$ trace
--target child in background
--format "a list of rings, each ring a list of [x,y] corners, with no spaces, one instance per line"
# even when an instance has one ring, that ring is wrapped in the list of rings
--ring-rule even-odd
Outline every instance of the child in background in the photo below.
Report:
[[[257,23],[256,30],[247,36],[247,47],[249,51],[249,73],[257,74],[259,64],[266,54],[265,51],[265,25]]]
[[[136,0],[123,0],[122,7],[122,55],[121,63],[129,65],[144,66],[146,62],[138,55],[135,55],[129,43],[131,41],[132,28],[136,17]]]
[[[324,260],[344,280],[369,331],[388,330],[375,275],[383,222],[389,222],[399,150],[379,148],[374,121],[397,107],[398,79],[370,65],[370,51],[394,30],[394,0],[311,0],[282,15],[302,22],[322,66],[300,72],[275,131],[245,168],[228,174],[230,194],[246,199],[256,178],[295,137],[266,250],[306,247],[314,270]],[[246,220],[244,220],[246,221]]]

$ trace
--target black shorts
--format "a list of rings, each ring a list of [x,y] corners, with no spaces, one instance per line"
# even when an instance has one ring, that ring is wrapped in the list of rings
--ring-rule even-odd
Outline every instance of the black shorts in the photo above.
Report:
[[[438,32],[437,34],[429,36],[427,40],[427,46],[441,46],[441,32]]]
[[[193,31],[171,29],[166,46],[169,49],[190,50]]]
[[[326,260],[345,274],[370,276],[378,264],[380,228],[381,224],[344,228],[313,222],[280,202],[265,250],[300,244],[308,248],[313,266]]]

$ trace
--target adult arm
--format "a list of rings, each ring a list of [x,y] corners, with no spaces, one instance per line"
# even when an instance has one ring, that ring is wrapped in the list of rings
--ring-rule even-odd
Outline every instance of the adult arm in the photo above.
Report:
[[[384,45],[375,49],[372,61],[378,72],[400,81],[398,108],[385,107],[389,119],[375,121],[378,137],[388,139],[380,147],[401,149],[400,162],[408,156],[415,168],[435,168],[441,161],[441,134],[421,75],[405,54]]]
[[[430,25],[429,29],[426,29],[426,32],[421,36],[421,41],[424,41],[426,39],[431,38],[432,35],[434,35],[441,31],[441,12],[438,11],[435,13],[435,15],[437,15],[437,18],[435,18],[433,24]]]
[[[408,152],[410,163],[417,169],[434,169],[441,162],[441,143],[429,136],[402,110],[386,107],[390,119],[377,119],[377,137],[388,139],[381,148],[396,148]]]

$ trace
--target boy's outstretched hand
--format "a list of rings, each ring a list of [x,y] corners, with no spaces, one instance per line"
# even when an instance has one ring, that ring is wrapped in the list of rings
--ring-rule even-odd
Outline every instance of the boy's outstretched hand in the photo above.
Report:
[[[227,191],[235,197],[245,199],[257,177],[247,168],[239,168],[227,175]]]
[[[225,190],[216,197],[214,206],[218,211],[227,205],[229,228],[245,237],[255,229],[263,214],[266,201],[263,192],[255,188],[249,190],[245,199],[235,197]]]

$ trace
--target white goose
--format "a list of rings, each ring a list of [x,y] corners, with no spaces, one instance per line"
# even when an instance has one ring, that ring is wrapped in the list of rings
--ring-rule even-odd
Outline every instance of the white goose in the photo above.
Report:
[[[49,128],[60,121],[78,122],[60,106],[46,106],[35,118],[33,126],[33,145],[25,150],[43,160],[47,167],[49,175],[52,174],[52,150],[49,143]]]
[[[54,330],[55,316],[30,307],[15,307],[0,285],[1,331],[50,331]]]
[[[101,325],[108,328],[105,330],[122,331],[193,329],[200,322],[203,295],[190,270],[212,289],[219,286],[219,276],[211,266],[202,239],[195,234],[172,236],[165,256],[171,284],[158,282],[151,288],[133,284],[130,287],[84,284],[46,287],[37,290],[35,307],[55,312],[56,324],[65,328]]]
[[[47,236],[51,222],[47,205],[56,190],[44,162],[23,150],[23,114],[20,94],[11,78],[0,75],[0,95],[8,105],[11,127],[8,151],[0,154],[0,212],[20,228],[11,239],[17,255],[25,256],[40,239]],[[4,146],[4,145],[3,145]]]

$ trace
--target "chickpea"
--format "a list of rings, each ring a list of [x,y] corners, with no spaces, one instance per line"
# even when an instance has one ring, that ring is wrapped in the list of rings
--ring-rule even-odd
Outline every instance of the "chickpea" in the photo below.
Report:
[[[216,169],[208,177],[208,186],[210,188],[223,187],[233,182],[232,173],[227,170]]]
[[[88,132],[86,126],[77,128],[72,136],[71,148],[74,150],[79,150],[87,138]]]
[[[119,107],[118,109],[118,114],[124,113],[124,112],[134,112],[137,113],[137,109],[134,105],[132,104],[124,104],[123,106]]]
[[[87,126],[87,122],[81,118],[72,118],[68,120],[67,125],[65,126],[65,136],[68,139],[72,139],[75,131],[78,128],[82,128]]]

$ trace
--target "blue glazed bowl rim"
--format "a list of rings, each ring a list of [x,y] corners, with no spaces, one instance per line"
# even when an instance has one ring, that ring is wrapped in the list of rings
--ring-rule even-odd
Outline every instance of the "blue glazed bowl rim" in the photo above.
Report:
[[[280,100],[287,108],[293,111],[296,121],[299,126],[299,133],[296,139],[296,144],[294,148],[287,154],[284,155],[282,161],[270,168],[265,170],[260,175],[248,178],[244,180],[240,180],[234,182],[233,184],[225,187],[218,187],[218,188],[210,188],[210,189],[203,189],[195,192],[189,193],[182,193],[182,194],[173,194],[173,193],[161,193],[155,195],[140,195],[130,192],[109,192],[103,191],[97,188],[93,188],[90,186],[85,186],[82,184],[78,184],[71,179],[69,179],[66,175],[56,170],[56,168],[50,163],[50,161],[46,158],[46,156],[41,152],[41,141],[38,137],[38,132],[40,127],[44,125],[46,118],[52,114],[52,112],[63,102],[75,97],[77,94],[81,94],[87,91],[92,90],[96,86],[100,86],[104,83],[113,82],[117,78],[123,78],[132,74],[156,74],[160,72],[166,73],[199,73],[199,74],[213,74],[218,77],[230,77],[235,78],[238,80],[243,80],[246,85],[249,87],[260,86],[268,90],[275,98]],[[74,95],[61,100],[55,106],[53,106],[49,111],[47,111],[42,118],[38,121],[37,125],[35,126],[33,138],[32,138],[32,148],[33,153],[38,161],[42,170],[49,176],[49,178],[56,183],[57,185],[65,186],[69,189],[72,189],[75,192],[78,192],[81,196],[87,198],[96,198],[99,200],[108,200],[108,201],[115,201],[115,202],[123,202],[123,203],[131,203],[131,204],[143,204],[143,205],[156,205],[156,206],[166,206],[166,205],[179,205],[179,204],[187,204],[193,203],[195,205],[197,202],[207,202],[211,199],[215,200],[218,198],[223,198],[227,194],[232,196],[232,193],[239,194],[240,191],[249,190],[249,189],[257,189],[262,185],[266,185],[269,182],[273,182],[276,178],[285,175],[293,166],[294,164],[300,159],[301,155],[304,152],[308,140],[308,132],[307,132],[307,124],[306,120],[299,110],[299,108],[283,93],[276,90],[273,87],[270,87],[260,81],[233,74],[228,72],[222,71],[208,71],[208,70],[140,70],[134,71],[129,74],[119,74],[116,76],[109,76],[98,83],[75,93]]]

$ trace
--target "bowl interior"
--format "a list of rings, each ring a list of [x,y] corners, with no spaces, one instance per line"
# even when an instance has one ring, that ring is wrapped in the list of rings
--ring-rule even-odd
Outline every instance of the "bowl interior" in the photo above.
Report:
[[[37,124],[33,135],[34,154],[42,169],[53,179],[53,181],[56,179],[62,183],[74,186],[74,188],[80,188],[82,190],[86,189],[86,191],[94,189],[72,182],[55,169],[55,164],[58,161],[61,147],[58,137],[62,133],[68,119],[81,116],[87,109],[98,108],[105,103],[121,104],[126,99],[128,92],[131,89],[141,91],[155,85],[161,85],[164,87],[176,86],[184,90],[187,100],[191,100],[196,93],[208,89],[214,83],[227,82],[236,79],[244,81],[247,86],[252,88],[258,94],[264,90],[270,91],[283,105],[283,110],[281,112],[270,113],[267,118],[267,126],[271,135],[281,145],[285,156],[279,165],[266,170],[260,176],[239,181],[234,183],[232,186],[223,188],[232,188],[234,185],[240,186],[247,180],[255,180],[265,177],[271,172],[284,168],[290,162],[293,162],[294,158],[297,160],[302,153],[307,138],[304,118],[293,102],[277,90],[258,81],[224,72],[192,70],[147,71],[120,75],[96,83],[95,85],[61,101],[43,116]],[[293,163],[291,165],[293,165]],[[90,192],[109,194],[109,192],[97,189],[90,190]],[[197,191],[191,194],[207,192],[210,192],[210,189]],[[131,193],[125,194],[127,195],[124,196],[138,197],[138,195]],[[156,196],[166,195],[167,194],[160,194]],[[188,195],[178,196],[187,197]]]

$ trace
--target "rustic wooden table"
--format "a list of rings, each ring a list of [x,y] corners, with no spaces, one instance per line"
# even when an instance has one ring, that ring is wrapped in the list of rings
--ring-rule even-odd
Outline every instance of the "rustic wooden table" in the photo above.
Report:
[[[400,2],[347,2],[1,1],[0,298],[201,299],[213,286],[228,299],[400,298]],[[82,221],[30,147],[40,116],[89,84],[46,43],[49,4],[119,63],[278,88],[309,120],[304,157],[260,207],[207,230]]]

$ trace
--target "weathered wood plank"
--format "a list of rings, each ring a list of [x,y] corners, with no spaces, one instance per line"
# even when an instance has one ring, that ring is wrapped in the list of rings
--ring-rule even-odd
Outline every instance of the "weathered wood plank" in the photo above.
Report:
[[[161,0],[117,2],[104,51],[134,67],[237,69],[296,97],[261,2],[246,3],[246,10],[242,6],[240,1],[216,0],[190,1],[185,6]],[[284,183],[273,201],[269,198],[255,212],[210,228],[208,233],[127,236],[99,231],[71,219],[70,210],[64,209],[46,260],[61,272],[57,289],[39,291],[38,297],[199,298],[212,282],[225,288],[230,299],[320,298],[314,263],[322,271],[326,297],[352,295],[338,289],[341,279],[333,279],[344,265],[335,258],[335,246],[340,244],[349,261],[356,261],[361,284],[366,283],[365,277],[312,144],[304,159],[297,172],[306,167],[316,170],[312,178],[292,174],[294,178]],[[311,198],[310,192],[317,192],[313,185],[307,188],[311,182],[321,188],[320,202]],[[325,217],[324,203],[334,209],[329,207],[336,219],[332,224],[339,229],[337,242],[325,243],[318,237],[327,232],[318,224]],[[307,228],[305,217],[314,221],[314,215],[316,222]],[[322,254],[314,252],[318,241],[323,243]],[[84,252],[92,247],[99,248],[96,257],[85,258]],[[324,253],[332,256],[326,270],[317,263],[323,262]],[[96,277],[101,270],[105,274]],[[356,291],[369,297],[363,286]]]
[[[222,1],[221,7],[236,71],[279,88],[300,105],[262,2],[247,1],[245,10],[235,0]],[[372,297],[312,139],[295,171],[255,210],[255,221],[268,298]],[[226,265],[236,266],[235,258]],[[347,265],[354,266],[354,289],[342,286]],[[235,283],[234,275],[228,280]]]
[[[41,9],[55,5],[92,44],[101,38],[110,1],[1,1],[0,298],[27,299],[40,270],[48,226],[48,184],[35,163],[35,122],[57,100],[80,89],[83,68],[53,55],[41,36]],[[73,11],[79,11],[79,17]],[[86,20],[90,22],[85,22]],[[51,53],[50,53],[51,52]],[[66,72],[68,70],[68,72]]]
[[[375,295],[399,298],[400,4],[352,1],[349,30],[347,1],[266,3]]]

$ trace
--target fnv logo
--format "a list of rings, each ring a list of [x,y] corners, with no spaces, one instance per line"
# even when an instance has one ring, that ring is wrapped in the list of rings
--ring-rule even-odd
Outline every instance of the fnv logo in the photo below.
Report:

====

WHAT YOU WILL DO
Pull out every line of the material above that holds the string "plank", treating uppercase and lowercase as different.

EXERCISE SOLUTION
--target "weathered wood plank"
Outline every instance of the "weathered wood plank" in the photo above.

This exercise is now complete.